# AUFGABEN
[A] Ersetzen Sie im Ausgangstext „eingleisig“ durch „zweigleisig“ und geben Sie alles von „Die Verbindungsstrecke ist“ bis hinunter zu „ist sie unterbrochen.“ mit dieser Änderung wieder.
[B] In welchem Jahr war die Verbindungsstrecke zwischen Nürnberg Rbf. und Nürnberg Hgbf. laut Ausgangstext komplett fertig und ging in Betrieb?

# AUSGANGSTEXT
□ □ □ □ □ □ □

Der Hauptgüterbahnhof Nürnberg in Gostenhof wurde schon nach dem Bau des „Rangierprovisoriums“ als Vorläufer des Rbf. Nürnberg nur noch für den örtlichen Güterverkehr genutzt. Damit er bedient werden konnte, wurde (in Etappen) eine Verbindungsstrecke geschaffen, eben die Strecke zwischen Nürnberg Rbf. und Nürnberg Hgbf. die 1907 komplett fertig war und in Betrieb ging. Die Bahnstrecke Nürnberg-Hbf. – Bamberg wird durch eine Unterführung kreuzungsfrei gequert.

Die Verbindungsstrecke ist eingleisig, nicht elektrifiziert und wurde 1999 stillgelegt, seit 2007 mit Beginn des Baus der S-Bahn Nürnberg-Bamberg ist sie unterbrochen.

□ □ □ □ □ □ □

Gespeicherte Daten
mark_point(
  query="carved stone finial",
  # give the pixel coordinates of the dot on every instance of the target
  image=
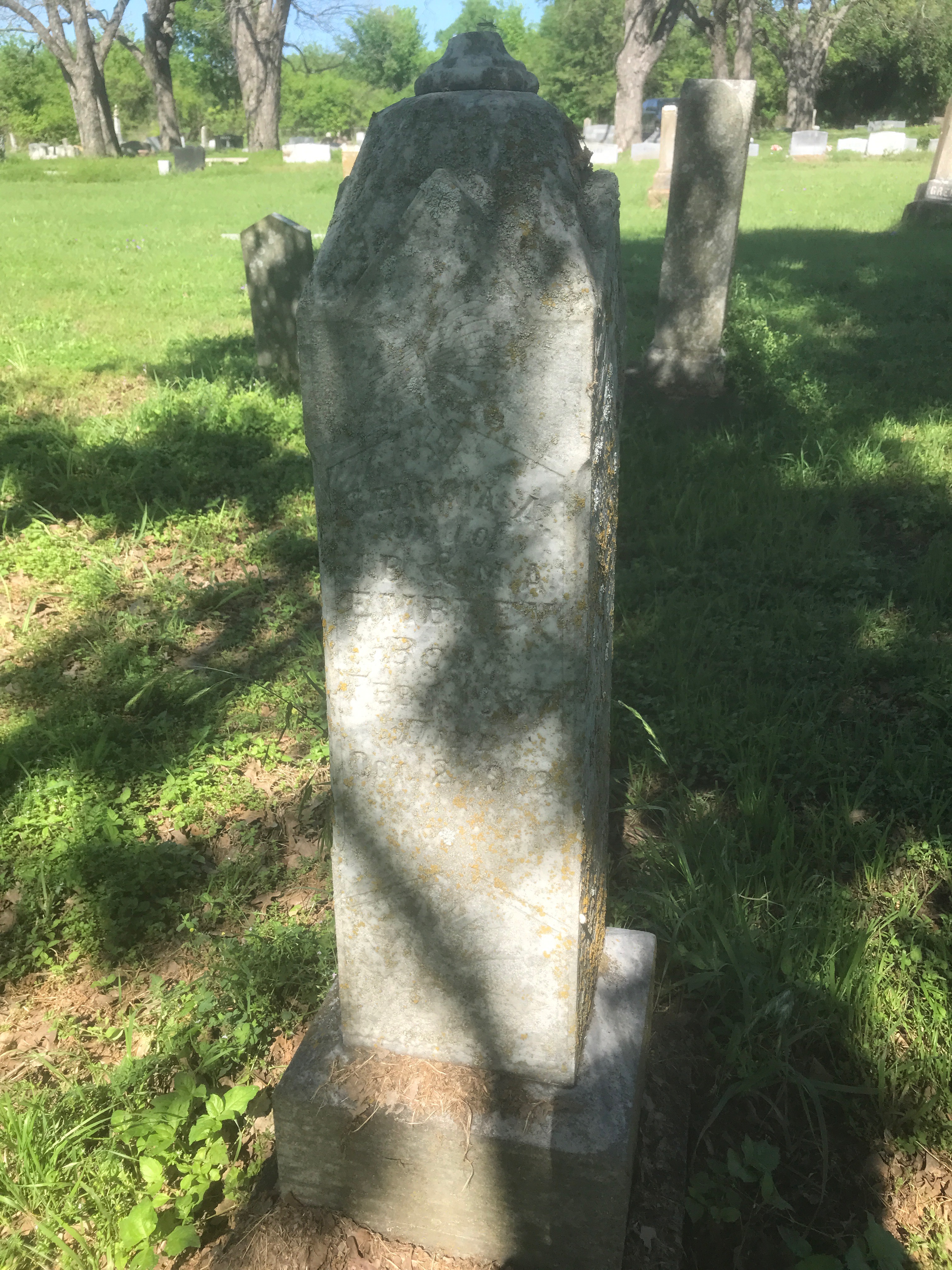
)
(477, 60)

□ □ □ □ □ □ □

# ERWARTETE ERGEBNISSE
[A]
Die Verbindungsstrecke ist zweigleisig, nicht elektrifiziert und wurde 1999 stillgelegt, seit 2007 mit Beginn des Baus der S-Bahn Nürnberg-Bamberg ist sie unterbrochen.

[B] 1907